*** TEXT BLOCK ***
The specific improvement is depicted in Fig. 3, the YOLOv8s network structure has undergone improvements in four key aspects: (a) The original YOLOv8s network’s feature pyramid network does not fully facilitate the exchange of semantic information between adjacent layers. As a solution, the SFPN structure is proposed to comprehensively exchange the semantic features of different layers. (b) An SDCN feature extraction module is proposed. (c) The trained model undergoes channel pruning to reduce redundant channels and further decrease its overall weight. (d) A MPDIOU_NMS algorithm is proposed.

Figure 3: Framework of L_YOLO algorithm

3.2.1 SFPN Structure

Considering that the texture characteristics of small targets may diminish or vanish as the network layers increase, this study proposes a SFPN framework derived from the original FPN (Fig. 4a) framework [25]. The objective is to facilitate the complete exchange of semantic features across various detection layers and address the issue of semantic feature degradation resulting from the increased depth of layers. The primary improvement is depicted in Fig. 4b, where the characteristics of each layer of the trunk network are incorporated into the 12th feature extraction layer, aiming to comprehensively integrate semantic information. Furthermore, the characteristics of layer 4 and layer 6 have been consolidated into layer 21 and layer 24, respectively, thereby enhancing the semantic information within the network.

Figure 4: SFPN

3.2.2 SDCN Module

The original YOLOv8s has limited feature extraction capability for dense and small targets. This paper introduces the SDCN module to replace the majority of feature extraction modules in the neck network. The specific replacement is illustrated in Fig. 5. The module exhibits further improved between the convolution feature extraction module version2 (DCNV2) module [26] and the squeeze Aggregated Excitation layer (SaElayer) [27]. The DCNV2 module is designed to effectively detect dense targets. The module primarily enhances the network’s receptive field by stacking multiple deformable convolution modules and incorporating additional skip connections to achieve a more comprehensive structure of gradient flow.
***
- [REQUIRED TASK] Carry on the passage above about improving the YOLOv8s detection network, picking up right after its last sentence.
*** RECORD EXCERPTS ***
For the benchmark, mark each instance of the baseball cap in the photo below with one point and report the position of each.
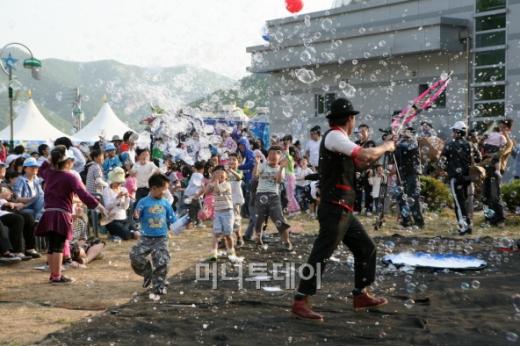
(110, 147)
(31, 162)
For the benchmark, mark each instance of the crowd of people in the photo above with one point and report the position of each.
(57, 194)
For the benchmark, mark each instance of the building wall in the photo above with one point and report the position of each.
(384, 81)
(382, 86)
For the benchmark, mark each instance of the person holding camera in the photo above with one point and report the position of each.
(459, 155)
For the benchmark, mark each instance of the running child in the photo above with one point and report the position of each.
(156, 216)
(223, 216)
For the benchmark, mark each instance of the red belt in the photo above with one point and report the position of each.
(343, 187)
(343, 205)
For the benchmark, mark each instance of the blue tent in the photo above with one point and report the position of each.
(259, 126)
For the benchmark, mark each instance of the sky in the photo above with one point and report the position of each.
(212, 34)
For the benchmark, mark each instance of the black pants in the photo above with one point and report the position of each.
(491, 192)
(459, 190)
(363, 192)
(14, 223)
(246, 191)
(121, 228)
(337, 225)
(28, 229)
(5, 243)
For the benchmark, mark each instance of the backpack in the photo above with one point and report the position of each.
(83, 174)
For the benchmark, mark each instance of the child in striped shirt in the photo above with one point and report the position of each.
(223, 217)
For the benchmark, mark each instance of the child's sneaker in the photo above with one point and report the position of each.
(61, 280)
(147, 281)
(161, 291)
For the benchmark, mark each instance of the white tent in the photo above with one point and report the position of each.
(105, 124)
(30, 125)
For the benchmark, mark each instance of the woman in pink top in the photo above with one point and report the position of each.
(56, 221)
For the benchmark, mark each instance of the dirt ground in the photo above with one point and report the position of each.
(106, 305)
(30, 308)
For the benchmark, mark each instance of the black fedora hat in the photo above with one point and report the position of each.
(341, 108)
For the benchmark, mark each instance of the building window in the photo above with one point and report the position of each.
(496, 21)
(490, 109)
(491, 39)
(440, 102)
(492, 57)
(492, 74)
(490, 5)
(322, 103)
(497, 92)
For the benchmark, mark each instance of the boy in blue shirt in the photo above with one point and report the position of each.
(156, 216)
(111, 159)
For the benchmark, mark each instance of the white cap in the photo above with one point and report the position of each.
(69, 155)
(459, 126)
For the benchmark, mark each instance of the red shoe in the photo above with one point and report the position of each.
(365, 300)
(302, 309)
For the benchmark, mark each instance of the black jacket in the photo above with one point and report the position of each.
(458, 155)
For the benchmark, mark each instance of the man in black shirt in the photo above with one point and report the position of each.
(459, 155)
(339, 157)
(363, 187)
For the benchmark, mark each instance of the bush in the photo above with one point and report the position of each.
(511, 194)
(435, 193)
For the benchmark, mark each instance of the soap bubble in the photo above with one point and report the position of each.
(306, 76)
(409, 303)
(475, 284)
(326, 24)
(516, 302)
(489, 213)
(512, 337)
(307, 20)
(349, 91)
(306, 56)
(249, 104)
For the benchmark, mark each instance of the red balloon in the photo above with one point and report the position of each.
(294, 6)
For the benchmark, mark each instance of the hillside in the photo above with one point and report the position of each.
(251, 92)
(129, 89)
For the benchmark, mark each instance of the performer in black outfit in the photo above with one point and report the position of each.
(459, 155)
(339, 157)
(363, 187)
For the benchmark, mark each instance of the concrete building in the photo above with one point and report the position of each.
(382, 53)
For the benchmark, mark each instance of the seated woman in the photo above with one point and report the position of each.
(19, 224)
(117, 202)
(29, 189)
(83, 250)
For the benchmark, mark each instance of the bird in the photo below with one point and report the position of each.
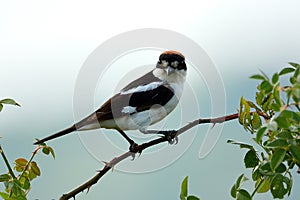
(143, 102)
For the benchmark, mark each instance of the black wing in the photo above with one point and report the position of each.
(140, 100)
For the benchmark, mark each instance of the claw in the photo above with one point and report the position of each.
(132, 156)
(170, 136)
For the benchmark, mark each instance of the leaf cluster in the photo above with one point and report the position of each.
(275, 124)
(17, 180)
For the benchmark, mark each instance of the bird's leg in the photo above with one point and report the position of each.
(170, 135)
(130, 141)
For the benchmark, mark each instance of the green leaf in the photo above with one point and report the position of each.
(266, 169)
(263, 185)
(282, 122)
(280, 185)
(284, 135)
(51, 151)
(296, 65)
(4, 195)
(258, 77)
(9, 101)
(256, 121)
(242, 145)
(281, 168)
(184, 188)
(191, 197)
(276, 95)
(275, 78)
(279, 143)
(26, 184)
(21, 162)
(266, 86)
(260, 133)
(286, 114)
(295, 151)
(31, 175)
(233, 191)
(35, 169)
(243, 195)
(45, 150)
(241, 179)
(277, 158)
(286, 71)
(251, 160)
(5, 177)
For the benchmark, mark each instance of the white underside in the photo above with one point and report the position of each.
(141, 120)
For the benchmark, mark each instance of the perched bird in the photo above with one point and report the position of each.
(141, 103)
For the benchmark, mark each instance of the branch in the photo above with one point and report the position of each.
(140, 148)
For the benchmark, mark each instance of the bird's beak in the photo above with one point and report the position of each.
(170, 70)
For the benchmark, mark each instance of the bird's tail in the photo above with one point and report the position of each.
(58, 134)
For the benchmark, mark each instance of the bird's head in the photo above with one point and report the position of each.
(172, 61)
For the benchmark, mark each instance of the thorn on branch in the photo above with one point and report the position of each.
(171, 136)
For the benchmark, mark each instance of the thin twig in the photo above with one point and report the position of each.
(140, 148)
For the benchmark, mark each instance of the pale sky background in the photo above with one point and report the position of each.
(43, 45)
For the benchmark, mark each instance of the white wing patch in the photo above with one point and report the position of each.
(143, 88)
(128, 109)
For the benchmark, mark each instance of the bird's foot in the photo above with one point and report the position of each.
(133, 147)
(170, 135)
(133, 150)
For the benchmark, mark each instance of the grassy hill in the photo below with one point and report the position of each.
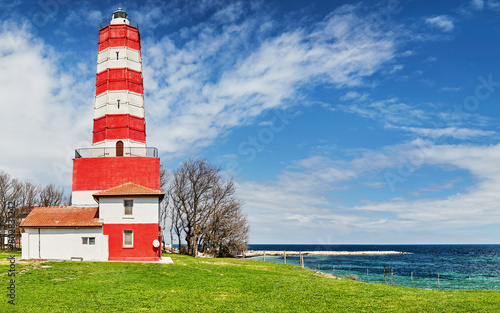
***
- [ANSWER TO THIS EXERCISE]
Figure 5: SDCN module

Excessive incorporation of the DCNV2 module may result in prolonged training time, while insufficient incorporation may lead to inadequate feature extraction capability of the model. Consequently, this study introduces a SaElayer module to the output of DCNV2, and the specific structure of the SDCN module is illustrated in Fig. 5. The SaElayer module combines the squeeze excitation network module and the dense layer. It also introduces multi-branch fully connected layers with different branch sizes to enhance the network’s ability to capture global knowledge. Consequently, incorporating the SaElayer module can enhance the network’s focus on valuable semantic information and optimize network bandwidth to reduce model training time.

3.2.3 Channel Pruning

Owing to the constraints of mobile device capabilities, models with excessive parameters cannot be accommodated, necessitating the pruning of the trained YOLOv8s model [28]. Given the low mAP of the basic models in both datasets, the approach taken in this study is to reduce model parameters and complexity while preserving accuracy. In this paper, a Slim pruning method is employed [29], and its operational principle is depicted in Fig. 6. This method involves three steps to simplify the initial network. Firstly, the network must undergo sparse training, followed by model pruning, and ultimately, the pruned model is restored. If the model is multi-channel, the algorithm also generates supplementary branches.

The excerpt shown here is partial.